> [RECORDS SUPPLIED]
**********

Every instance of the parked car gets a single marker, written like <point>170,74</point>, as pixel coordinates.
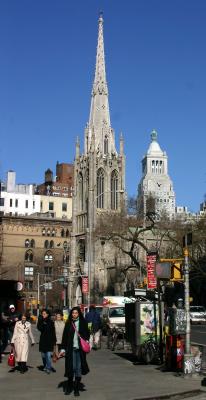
<point>113,316</point>
<point>98,308</point>
<point>197,315</point>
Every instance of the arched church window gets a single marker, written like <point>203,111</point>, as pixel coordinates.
<point>27,243</point>
<point>28,256</point>
<point>100,188</point>
<point>48,257</point>
<point>114,190</point>
<point>156,169</point>
<point>160,167</point>
<point>106,144</point>
<point>32,244</point>
<point>46,244</point>
<point>81,192</point>
<point>62,233</point>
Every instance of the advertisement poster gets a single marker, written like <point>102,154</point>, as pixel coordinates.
<point>85,284</point>
<point>151,275</point>
<point>147,321</point>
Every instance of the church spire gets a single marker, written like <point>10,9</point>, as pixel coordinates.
<point>99,118</point>
<point>100,84</point>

**********

> [TO DO] Repeat the lines from the one containing "Every instance of the church" through the end of the listing, exactly and without any other lines; both ends are included.

> [TASK RESULT]
Every instance of the church spire gets a single marker, written like <point>10,9</point>, as pixel coordinates.
<point>99,118</point>
<point>100,84</point>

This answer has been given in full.